◆ **Description of the task**: The records below need retyping in full; give them again exactly.

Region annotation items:
—————

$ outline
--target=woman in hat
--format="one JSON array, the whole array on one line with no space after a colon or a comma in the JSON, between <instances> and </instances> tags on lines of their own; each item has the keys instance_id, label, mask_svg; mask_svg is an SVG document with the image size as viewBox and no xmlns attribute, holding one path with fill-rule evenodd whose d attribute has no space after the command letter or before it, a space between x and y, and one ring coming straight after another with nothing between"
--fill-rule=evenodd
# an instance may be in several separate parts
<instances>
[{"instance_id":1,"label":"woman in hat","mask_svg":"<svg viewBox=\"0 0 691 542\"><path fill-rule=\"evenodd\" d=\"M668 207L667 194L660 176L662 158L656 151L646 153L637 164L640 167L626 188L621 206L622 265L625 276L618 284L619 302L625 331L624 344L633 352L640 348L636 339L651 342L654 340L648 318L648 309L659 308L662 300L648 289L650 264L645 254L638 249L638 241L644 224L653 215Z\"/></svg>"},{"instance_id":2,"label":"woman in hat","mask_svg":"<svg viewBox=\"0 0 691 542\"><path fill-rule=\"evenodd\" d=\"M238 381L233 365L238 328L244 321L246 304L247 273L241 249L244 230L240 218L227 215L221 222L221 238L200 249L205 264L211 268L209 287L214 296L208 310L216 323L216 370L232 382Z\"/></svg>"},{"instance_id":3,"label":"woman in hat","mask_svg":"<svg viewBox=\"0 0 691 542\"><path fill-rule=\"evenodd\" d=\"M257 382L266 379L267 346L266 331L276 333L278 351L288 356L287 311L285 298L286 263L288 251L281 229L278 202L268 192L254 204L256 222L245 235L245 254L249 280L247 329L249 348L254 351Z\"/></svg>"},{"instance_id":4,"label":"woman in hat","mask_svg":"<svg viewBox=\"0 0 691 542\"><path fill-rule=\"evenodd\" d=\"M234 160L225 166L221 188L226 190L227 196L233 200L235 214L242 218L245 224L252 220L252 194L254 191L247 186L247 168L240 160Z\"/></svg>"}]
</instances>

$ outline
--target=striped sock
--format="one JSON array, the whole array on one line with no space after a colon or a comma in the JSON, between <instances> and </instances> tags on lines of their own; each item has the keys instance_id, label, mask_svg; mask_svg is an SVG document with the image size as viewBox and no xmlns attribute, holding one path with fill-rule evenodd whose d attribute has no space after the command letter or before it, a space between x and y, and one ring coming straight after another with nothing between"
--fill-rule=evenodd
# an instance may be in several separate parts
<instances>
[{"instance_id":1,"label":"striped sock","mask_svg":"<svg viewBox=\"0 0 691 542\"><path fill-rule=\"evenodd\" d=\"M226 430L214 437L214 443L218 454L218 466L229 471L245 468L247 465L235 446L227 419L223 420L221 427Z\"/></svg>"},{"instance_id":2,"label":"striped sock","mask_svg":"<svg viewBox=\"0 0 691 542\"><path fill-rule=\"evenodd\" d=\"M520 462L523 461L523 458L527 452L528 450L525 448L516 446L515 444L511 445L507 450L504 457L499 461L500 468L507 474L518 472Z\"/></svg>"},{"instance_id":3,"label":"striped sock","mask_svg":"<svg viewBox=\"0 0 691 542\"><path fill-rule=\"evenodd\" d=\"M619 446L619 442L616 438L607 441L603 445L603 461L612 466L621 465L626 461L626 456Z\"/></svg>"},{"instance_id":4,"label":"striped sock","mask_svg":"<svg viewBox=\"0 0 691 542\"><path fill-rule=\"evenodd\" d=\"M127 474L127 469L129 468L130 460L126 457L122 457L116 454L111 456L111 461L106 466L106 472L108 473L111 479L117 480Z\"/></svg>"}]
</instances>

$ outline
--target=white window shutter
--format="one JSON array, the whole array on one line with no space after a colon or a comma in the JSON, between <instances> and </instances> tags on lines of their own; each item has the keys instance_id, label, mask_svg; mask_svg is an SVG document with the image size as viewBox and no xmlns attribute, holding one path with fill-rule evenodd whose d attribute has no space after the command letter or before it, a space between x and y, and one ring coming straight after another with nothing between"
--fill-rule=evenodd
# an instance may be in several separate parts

—————

◆ **Solution to the exercise**:
$ outline
--target=woman in hat
--format="one JSON array, the whole array on one line with no space after a colon or a comma in the JSON, between <instances> and </instances> tags on lines of their own; each item has the keys instance_id, label, mask_svg; mask_svg is an SVG document with the image size as viewBox and no xmlns attribute, holding one path with fill-rule evenodd whose d attribute has no space after the command letter or before it, a space between x and y, and one ring coming straight after another with nothing between"
--fill-rule=evenodd
# an instance may be in several separate parts
<instances>
[{"instance_id":1,"label":"woman in hat","mask_svg":"<svg viewBox=\"0 0 691 542\"><path fill-rule=\"evenodd\" d=\"M668 207L667 194L660 176L662 158L656 151L646 153L637 164L640 167L626 188L621 206L622 265L625 276L618 284L619 302L625 331L624 344L633 352L640 348L636 339L651 342L654 340L648 318L648 309L659 308L662 300L648 289L650 264L645 254L638 249L638 241L644 224L653 215Z\"/></svg>"},{"instance_id":2,"label":"woman in hat","mask_svg":"<svg viewBox=\"0 0 691 542\"><path fill-rule=\"evenodd\" d=\"M238 381L233 365L238 328L244 321L246 304L247 273L241 249L244 230L240 218L227 215L221 222L221 238L200 249L205 264L211 268L209 287L214 296L208 310L216 323L216 370L232 382Z\"/></svg>"},{"instance_id":3,"label":"woman in hat","mask_svg":"<svg viewBox=\"0 0 691 542\"><path fill-rule=\"evenodd\" d=\"M257 382L266 379L267 346L266 331L276 333L278 351L288 356L287 311L285 298L286 263L288 251L281 229L278 202L268 192L254 204L256 222L245 235L245 254L249 280L247 329L249 348L254 351Z\"/></svg>"},{"instance_id":4,"label":"woman in hat","mask_svg":"<svg viewBox=\"0 0 691 542\"><path fill-rule=\"evenodd\" d=\"M234 160L225 166L221 188L226 190L227 196L233 200L235 214L242 218L245 224L252 220L252 194L254 191L247 186L247 168L240 160Z\"/></svg>"}]
</instances>

$ outline
--target=striped sock
--format="one JSON array, the whole array on one line with no space after a colon or a comma in the JSON, between <instances> and </instances> tags on lines of their own; each item has the keys instance_id, label, mask_svg; mask_svg is an SVG document with the image size as viewBox and no xmlns attribute, holding one path with fill-rule evenodd whose d attribute has no space after the command letter or before it, a space between x and y, and one ring coming straight after another with nothing between"
--fill-rule=evenodd
# an instance may be in several separate parts
<instances>
[{"instance_id":1,"label":"striped sock","mask_svg":"<svg viewBox=\"0 0 691 542\"><path fill-rule=\"evenodd\" d=\"M226 430L214 437L214 443L218 454L218 466L229 471L245 468L247 465L235 446L227 419L223 420L221 427Z\"/></svg>"},{"instance_id":2,"label":"striped sock","mask_svg":"<svg viewBox=\"0 0 691 542\"><path fill-rule=\"evenodd\" d=\"M520 462L523 461L523 458L527 452L528 450L525 448L516 446L515 444L511 445L507 450L504 457L499 461L500 468L507 474L518 472Z\"/></svg>"},{"instance_id":3,"label":"striped sock","mask_svg":"<svg viewBox=\"0 0 691 542\"><path fill-rule=\"evenodd\" d=\"M619 446L619 442L616 438L607 441L603 445L603 461L612 466L621 465L626 461L626 456Z\"/></svg>"},{"instance_id":4,"label":"striped sock","mask_svg":"<svg viewBox=\"0 0 691 542\"><path fill-rule=\"evenodd\" d=\"M127 474L127 469L129 468L130 460L126 457L122 457L116 454L111 456L111 461L106 466L106 472L108 473L111 479L117 480Z\"/></svg>"}]
</instances>

$ outline
--target=white window shutter
--format="one JSON array, the whole array on one line with no space after a colon or a comma in the JSON, between <instances> and </instances> tags on lines of their own; each item has the keys instance_id, label, mask_svg; mask_svg is an SVG document with the image size as viewBox and no xmlns attribute, holding one path with fill-rule evenodd whose d attribute has no space after the command letter or before it, a space between x and y, and one ring coming straight after another with nothing between"
--fill-rule=evenodd
# an instance may be in several separate parts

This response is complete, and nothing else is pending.